(Excerpts of location labeling data)
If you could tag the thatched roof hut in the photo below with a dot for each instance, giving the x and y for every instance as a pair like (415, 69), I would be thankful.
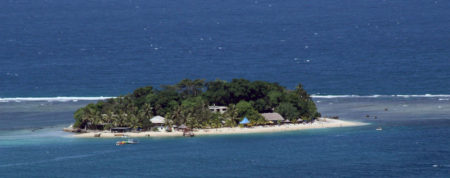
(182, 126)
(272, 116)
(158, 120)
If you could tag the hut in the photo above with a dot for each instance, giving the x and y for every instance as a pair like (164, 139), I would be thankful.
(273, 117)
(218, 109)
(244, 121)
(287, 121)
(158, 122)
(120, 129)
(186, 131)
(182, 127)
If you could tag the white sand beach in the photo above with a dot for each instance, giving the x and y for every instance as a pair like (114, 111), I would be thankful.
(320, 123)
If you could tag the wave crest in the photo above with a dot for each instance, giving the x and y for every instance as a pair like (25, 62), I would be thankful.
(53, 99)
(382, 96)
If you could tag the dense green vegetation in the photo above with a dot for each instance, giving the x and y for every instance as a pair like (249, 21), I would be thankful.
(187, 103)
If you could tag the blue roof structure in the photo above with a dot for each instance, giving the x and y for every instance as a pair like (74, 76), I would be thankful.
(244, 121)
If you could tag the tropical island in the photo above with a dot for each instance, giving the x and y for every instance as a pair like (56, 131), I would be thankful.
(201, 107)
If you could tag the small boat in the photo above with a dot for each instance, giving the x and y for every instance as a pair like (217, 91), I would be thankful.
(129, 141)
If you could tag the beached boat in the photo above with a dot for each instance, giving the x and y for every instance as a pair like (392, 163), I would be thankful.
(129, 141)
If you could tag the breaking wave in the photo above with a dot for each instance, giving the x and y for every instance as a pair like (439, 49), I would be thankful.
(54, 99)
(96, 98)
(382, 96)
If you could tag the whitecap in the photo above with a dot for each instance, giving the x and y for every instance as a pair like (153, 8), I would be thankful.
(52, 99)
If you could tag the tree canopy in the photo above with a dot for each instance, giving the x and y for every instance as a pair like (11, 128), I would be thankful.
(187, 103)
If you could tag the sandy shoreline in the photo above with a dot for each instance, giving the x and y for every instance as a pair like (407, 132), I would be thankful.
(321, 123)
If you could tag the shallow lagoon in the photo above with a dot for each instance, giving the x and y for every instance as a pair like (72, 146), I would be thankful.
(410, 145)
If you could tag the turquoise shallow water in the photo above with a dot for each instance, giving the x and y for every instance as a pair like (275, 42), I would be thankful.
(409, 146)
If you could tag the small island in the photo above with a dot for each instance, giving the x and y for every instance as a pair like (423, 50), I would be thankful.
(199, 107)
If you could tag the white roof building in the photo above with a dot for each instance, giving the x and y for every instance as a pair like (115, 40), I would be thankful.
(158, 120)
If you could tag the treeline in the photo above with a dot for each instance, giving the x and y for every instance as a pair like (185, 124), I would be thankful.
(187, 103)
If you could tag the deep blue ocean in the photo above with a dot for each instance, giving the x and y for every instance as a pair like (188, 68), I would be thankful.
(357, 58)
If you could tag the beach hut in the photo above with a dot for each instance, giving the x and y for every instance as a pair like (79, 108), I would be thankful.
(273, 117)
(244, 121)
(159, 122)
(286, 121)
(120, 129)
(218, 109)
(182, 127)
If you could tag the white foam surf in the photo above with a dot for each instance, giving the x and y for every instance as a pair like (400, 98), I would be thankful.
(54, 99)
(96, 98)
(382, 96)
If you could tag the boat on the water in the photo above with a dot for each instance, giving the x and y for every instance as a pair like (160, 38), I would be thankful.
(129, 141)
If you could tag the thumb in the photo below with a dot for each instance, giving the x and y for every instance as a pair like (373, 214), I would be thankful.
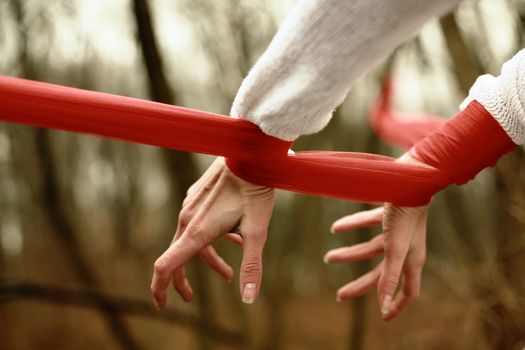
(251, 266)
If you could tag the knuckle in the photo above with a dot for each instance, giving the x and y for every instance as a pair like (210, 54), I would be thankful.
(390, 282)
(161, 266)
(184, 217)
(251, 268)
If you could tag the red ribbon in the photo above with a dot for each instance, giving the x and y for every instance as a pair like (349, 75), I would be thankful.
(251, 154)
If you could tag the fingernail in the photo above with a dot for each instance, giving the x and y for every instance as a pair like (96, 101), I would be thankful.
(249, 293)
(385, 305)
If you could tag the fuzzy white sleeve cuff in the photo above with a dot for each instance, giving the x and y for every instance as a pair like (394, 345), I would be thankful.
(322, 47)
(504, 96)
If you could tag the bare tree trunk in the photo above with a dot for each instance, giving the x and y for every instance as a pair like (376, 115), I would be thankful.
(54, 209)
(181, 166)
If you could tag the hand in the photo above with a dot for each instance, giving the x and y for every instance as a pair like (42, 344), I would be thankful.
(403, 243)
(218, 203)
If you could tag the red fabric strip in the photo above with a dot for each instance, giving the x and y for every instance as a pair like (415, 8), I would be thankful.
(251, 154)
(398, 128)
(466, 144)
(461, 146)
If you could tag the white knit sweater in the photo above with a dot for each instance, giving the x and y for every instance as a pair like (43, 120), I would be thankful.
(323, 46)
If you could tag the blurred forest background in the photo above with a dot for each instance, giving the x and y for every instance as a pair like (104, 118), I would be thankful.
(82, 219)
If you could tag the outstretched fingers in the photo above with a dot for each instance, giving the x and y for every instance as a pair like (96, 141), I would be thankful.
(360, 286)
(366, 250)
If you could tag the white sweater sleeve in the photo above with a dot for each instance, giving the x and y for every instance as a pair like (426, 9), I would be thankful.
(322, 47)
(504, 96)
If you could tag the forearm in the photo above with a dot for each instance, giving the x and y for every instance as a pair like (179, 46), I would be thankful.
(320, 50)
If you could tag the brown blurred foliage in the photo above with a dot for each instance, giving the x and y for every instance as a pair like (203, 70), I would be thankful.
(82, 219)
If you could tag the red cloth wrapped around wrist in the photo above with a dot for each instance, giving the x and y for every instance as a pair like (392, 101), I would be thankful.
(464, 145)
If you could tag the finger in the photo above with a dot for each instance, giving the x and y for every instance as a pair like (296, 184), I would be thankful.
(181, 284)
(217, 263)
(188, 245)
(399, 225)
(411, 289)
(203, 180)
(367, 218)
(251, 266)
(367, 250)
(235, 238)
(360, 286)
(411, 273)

### SHORT EXERCISE:
Give back all entries exactly. No pictures belong in the copy.

### RESULT BELOW:
If you could tag the thatched roof hut in the photo below with a dot for each instance, giving the x and y for every instance as a pair like (415, 69), I would be thankful.
(182, 126)
(272, 116)
(158, 120)
If you could tag the hut in the photo above with a dot for each instance, giving the x and y for every instance as a pair like (164, 139), I would be thankful.
(273, 117)
(218, 109)
(244, 121)
(287, 121)
(158, 122)
(120, 129)
(186, 131)
(182, 127)
If you could tag the white sand beach in the photo above with a dot for each instance, giving the x and y for every instance as a pair like (114, 111), I would be thankful.
(320, 123)
If you could tag the wave crest in the photo above with a dot for each instance, giving the x and y for every instance as a pair like (25, 62), I would be thankful.
(53, 99)
(382, 96)
If you could tag the dense green vegetation in the photo above with a dot for each instance, giving the x and y for every instance as a pair like (249, 21), I would be thankful.
(187, 103)
If you could tag the blue roof structure in the photo above with a dot for each instance, giving the x and y for every instance as a pair like (74, 76), I would be thankful.
(244, 121)
If you could tag the tropical island in the photo above with a dot for each instance, giving the x and y for every instance as a pair like (56, 131), I would be thankful.
(201, 107)
If you could tag the small boat in the photo above with a dot for each instance, giving the x and y for every instance as a pair like (217, 91), I would be thankful.
(129, 141)
If you could tag the beached boat in the photo above with a dot for each instance, giving the x and y for every instance as a pair like (392, 163), I would be thankful.
(129, 141)
If you could tag the breaking wave in the photo above with a dot for each instance, giving the x and y for every instance as a pair like (439, 49), I would be thankful.
(54, 99)
(96, 98)
(382, 96)
If you could tag the whitecap in the photo above with a dot for each instance, giving the x and y for every instance as a pair like (153, 8), I would be thankful.
(52, 99)
If you could tag the tree canopy in the photo above with a dot for each instance, giving the x and y for every instance as a pair like (11, 128), I would be thankful.
(187, 103)
If you could tag the sandy shoreline in the photo above with a dot for each instance, giving the x and y for every instance as a pair like (407, 132), I would be thankful.
(321, 123)
If you could tag the shallow lagoon in the photo above with a dot for each instance, giving the x and y for every instance as a pair like (72, 146), I would be thankful.
(410, 145)
If you could tag the turquoise shallow water in the photo above with a dot for each instance, giving the x and y for every instance as a pair like (275, 42), I would be thankful.
(409, 146)
If you could tag the small island in the photo above with a dot for each instance, giving the x and y for every instance as a pair like (423, 50), I would be thankful.
(199, 107)
If you could tag the white roof building in the photo above with a dot for each instance, giving the x and y for every instance as a pair like (115, 40), I would be thankful.
(158, 120)
If you could tag the treeline in the photo above with a dot for each instance, giving the x and y for every instance as a pair like (185, 124), I would be thankful.
(187, 103)
If you could tag the deep blue ocean in the photo above with a dot for each instance, giving the x and y for every instance as a pair like (188, 68), I would be thankful.
(357, 58)
If you could tag the beach hut in the photo above with a dot for each instance, giving the x and y for every instance as a pair like (79, 108), I would be thankful.
(273, 117)
(244, 121)
(159, 122)
(286, 121)
(120, 129)
(218, 109)
(182, 127)
If you could tag the white foam surf in the photo above with a dot for each instance, giving the x and y for every instance as a pair like (400, 98), I would be thankful.
(54, 99)
(96, 98)
(382, 96)
If you could tag the boat on the water in the photo above with a dot for each instance, giving the x and y for every instance as a pair like (160, 38), I would be thankful.
(129, 141)
If you could tag the thumb in the photo below with a dot for each instance, giving the x and y for every instance as a pair like (373, 214), I would be thankful.
(251, 266)
If you could tag the knuckle in the photo above with a dot for each instance, giving the x and y for every instance as a pair like (210, 54), I would be thankful.
(390, 282)
(161, 266)
(184, 217)
(251, 268)
If you could tag the red ribbon in the photo above with a dot for each instance, giving the x and y for every instance as a pair like (349, 75), I would be thankful.
(251, 154)
If you could tag the fingernail in the photo above with a dot for each instance, giving the x and y for every instance as a pair like (96, 101), I would be thankful.
(249, 293)
(385, 305)
If you could tag the fuzzy white sleeve cuff in the photo above with a dot for each instance, giving the x and y for every instance as a pair like (394, 345), I would be thankful.
(322, 47)
(504, 96)
If you could tag the bare tree trunk in the photo above with a dot for each instance, giving the x and y for every instance as a pair like (376, 115), I would be thankful.
(54, 209)
(181, 166)
If you could tag the hand in the photo above with a dot for each instance, giving the x and y for every instance as a pair like (42, 344), I would be thankful.
(403, 243)
(218, 203)
If you could tag the red fabric strip in the photo above with a dot for each instance, giving the x and y for every instance as a pair like (415, 8), I would be thankful.
(251, 154)
(398, 128)
(466, 144)
(461, 146)
If you could tag the white knit sweater in the photo above with a dot for each instance, giving the x and y for every instance as a pair like (43, 120), I would be thankful.
(323, 46)
If you could tag the blurred forest background in the photo above with a dot for each instance, giving the x and y for every instance as a pair like (104, 118), I would be thankful.
(82, 219)
If you could tag the outstretched fingers in the photo above with a dot for each instance, giving the x and y for every instance as a pair like (96, 141), I would be thankful.
(360, 286)
(366, 250)
If you could tag the white sweater sleeve in the photo above with a dot for each instance, giving the x and y for every instance as a pair like (426, 9), I would be thankful.
(322, 47)
(504, 96)
If you could tag the forearm in the photo above with a dot for each instance, giving the x and y for every instance as a pair like (179, 46), I would be thankful.
(320, 50)
If you could tag the brown blurred foliage in the photo above with a dot for each instance, giving the x and y for every instance as a pair like (203, 70), I would be thankful.
(82, 219)
If you could tag the red cloth wrapped around wrist in the photo above with a dot for each instance, giving the x and y for every instance as a pair like (392, 101), I would be thankful.
(464, 145)
If you could tag the finger in the photo above with a dot for each instance, giving the x and y for every instance as a pair like (296, 184), I would be thankful.
(181, 284)
(217, 263)
(188, 245)
(399, 225)
(411, 289)
(203, 180)
(367, 218)
(251, 266)
(367, 250)
(235, 238)
(360, 286)
(411, 273)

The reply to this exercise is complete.